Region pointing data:

_ _ _

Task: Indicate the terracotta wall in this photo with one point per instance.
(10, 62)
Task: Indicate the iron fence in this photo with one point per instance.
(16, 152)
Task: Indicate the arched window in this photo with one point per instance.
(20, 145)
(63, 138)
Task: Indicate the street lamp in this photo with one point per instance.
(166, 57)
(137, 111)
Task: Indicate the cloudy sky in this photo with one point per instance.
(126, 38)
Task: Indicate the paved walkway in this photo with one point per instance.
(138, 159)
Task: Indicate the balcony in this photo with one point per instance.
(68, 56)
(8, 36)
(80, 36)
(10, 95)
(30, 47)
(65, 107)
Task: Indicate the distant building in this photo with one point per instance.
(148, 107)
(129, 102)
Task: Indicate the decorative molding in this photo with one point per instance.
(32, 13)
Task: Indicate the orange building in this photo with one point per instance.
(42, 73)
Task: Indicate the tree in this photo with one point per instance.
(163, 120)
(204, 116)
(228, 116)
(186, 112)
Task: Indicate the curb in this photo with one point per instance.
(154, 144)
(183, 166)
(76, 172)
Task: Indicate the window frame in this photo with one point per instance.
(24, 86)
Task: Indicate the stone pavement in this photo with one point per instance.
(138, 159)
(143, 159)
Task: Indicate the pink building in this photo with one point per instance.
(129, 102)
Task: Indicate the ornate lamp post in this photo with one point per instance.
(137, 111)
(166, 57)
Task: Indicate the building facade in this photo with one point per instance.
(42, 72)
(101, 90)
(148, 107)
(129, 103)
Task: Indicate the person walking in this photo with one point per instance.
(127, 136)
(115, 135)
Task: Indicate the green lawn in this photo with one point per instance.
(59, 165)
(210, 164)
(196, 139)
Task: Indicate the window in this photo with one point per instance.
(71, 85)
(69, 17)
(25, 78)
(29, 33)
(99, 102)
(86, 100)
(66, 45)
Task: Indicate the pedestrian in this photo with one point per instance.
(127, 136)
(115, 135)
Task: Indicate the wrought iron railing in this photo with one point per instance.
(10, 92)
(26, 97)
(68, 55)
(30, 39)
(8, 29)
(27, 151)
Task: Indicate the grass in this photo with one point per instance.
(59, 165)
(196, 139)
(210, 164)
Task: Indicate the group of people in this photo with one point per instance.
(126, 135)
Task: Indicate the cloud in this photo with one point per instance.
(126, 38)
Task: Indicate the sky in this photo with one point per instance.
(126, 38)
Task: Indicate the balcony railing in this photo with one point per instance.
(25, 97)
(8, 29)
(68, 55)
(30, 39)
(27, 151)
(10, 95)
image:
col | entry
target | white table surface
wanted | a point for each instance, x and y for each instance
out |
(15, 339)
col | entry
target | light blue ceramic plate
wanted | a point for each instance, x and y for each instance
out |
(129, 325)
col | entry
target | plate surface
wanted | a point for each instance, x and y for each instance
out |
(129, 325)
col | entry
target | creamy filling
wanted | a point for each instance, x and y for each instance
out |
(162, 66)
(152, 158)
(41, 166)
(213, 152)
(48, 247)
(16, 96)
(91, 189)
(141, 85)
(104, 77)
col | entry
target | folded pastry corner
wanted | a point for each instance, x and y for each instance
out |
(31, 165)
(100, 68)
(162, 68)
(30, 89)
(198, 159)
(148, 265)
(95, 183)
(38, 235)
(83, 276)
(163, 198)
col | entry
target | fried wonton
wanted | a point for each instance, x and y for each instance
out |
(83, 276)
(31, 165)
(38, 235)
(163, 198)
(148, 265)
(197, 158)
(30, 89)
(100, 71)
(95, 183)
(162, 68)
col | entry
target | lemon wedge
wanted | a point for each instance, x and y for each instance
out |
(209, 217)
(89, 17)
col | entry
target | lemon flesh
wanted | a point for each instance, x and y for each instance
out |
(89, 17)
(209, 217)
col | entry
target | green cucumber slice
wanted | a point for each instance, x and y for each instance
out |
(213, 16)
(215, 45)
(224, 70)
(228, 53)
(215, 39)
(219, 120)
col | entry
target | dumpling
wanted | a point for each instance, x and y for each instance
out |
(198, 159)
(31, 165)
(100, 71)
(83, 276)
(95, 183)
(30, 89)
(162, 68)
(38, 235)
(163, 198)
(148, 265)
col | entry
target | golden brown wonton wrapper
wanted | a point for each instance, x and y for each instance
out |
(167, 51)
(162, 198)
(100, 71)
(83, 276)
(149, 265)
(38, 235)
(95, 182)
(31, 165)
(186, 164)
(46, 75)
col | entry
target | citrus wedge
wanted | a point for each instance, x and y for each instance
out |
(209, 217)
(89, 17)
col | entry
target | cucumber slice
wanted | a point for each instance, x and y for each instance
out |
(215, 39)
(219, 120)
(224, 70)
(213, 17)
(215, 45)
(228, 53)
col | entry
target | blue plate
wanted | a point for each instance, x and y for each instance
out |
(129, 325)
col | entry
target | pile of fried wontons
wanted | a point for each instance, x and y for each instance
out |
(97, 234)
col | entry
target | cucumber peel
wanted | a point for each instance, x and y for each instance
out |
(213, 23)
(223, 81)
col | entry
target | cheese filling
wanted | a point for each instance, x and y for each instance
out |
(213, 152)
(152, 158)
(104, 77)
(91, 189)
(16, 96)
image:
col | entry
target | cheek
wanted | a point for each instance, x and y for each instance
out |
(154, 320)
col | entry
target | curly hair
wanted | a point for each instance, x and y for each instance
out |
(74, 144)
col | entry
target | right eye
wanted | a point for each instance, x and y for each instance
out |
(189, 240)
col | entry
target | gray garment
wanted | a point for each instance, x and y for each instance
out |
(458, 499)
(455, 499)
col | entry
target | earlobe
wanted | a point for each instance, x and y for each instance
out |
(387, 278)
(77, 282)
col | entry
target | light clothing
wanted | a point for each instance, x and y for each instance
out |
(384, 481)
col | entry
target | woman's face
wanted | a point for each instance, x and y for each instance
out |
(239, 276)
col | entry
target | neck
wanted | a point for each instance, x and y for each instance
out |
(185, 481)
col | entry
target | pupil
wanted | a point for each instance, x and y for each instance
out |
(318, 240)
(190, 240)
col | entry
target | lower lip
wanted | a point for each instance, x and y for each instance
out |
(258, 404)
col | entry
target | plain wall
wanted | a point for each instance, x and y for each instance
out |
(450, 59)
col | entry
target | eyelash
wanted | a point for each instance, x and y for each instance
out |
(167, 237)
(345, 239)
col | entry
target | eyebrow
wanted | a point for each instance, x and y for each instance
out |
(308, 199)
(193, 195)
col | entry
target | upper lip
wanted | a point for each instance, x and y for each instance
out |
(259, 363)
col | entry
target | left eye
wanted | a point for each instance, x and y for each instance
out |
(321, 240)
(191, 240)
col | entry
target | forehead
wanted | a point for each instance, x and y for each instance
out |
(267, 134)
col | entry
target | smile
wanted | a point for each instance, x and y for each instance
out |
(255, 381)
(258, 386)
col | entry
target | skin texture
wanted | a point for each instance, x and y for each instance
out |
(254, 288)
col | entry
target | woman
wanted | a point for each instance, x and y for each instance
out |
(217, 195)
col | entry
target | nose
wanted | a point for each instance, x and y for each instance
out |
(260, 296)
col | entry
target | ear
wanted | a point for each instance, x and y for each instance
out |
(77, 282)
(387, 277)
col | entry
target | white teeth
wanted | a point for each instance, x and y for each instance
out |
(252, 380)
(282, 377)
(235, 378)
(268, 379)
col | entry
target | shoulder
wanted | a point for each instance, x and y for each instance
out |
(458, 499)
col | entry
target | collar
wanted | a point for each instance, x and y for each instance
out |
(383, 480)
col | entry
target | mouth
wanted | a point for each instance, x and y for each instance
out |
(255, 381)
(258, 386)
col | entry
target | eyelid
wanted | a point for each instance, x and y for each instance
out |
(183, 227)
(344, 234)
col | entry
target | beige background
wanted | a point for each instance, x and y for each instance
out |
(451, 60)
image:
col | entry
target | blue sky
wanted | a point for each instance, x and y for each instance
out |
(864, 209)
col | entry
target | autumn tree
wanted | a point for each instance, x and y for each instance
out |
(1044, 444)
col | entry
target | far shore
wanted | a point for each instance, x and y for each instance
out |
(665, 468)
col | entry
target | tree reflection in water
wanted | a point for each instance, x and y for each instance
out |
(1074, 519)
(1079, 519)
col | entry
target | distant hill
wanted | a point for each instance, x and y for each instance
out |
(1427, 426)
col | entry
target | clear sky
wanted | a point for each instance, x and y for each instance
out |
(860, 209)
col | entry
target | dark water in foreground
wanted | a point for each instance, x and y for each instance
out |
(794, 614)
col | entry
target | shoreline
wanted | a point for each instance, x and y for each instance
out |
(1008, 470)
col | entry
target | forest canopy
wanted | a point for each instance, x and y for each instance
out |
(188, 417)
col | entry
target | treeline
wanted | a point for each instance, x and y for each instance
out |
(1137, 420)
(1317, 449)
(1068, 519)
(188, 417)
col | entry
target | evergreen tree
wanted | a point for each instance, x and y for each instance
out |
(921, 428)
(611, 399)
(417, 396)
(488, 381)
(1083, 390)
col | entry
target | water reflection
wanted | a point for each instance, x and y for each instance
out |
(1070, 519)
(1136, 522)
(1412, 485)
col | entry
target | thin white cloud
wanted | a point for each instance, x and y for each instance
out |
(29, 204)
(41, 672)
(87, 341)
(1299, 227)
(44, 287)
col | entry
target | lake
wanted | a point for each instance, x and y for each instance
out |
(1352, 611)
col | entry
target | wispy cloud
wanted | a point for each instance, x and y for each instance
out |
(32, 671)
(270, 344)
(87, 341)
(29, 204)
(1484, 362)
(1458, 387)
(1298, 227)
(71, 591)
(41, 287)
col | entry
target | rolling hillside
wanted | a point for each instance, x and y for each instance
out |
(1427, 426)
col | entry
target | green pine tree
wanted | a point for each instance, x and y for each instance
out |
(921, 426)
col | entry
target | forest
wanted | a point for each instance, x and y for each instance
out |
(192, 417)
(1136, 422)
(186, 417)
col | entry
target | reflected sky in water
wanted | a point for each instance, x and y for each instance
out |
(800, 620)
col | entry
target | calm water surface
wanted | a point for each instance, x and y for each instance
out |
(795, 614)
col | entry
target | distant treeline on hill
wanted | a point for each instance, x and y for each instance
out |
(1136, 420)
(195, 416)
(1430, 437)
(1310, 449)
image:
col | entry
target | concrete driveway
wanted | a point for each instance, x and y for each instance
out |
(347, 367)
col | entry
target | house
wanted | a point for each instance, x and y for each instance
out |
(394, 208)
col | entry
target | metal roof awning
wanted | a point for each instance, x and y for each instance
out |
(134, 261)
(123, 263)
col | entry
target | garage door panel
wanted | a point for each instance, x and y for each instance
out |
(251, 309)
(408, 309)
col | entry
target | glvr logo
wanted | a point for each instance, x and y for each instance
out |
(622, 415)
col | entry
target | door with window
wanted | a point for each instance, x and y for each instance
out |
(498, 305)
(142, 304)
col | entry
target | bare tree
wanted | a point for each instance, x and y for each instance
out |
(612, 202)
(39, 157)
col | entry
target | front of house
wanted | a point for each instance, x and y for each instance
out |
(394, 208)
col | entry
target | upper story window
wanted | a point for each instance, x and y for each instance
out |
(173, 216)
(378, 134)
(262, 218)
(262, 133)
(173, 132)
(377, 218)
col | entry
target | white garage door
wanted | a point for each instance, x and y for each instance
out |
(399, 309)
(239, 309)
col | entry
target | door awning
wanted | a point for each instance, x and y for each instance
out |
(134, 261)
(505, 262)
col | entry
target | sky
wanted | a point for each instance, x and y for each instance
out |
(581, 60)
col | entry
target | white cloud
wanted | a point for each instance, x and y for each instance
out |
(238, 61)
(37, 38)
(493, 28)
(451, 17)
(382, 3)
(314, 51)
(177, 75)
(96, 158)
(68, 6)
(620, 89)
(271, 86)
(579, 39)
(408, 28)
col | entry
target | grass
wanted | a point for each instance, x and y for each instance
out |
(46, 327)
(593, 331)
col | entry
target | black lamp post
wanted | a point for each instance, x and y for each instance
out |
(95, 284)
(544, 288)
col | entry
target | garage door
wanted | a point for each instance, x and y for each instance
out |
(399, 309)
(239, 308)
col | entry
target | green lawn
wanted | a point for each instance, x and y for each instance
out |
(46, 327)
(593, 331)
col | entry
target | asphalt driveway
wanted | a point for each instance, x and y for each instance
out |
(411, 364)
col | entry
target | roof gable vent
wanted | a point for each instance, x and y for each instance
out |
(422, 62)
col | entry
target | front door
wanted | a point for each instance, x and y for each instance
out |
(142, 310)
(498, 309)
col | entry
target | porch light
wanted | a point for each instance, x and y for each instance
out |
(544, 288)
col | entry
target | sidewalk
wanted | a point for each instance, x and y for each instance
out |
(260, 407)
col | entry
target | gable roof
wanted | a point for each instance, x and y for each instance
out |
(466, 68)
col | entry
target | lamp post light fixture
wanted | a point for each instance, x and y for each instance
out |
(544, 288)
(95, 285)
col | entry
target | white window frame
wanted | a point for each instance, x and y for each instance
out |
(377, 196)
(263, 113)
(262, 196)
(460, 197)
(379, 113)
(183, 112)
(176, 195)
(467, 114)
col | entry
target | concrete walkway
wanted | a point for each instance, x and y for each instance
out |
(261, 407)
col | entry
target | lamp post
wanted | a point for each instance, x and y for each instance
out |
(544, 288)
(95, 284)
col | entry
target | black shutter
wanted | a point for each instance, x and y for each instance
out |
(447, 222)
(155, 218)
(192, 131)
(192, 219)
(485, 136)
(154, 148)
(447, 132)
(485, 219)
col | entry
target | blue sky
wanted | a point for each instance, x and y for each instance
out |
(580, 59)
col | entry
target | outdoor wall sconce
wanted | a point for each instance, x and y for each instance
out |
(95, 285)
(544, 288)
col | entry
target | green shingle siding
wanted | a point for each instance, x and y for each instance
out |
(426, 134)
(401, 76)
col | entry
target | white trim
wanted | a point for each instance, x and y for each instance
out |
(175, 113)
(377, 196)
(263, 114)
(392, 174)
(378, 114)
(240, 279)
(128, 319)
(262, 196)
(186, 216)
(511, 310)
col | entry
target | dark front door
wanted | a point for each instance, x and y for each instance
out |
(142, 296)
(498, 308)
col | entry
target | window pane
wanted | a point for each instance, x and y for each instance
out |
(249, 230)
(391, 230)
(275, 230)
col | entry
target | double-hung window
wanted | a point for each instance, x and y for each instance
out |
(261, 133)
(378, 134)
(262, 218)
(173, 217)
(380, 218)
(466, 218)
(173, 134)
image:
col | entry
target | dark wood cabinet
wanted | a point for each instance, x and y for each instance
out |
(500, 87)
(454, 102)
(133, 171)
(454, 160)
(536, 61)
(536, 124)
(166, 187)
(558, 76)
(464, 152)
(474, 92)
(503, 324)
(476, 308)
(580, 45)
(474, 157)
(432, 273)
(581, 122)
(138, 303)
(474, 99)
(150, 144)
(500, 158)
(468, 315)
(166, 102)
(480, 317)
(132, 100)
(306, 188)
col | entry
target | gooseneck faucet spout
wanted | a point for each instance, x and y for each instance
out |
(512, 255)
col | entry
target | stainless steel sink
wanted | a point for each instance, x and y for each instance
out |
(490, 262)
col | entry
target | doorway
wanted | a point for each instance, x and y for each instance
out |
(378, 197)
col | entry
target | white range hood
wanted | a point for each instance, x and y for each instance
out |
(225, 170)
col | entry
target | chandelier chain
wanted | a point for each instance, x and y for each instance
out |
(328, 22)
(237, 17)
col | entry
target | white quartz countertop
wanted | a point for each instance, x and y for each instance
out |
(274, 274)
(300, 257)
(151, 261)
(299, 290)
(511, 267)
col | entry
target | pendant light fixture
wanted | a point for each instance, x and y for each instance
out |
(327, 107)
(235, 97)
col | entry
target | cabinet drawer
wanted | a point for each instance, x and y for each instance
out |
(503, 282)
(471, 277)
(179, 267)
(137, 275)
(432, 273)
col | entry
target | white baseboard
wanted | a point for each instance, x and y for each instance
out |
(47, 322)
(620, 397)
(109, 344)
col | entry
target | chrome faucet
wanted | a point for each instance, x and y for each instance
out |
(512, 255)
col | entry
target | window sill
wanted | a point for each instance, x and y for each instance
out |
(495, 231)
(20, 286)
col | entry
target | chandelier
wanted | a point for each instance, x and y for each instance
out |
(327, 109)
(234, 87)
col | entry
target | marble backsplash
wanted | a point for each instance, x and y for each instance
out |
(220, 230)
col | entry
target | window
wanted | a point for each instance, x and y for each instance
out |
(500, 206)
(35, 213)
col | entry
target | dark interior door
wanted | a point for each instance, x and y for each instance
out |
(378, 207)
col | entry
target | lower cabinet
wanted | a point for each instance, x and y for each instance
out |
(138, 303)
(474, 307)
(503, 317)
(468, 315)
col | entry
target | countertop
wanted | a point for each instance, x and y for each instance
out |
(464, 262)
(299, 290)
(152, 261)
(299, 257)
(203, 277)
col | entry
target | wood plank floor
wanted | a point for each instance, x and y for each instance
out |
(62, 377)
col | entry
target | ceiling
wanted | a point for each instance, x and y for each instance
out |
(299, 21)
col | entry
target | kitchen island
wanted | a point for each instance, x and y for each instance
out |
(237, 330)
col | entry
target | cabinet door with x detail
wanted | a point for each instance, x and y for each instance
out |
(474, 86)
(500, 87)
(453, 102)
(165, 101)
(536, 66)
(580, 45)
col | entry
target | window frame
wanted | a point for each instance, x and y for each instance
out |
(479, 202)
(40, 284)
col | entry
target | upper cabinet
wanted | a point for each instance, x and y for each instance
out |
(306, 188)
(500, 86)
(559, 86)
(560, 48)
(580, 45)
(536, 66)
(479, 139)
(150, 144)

_ _ _

Exercise aim:
Using the records above, gather all lines where the string "reflection" is present.

Task result:
target | tree reflection in water
target | water reflection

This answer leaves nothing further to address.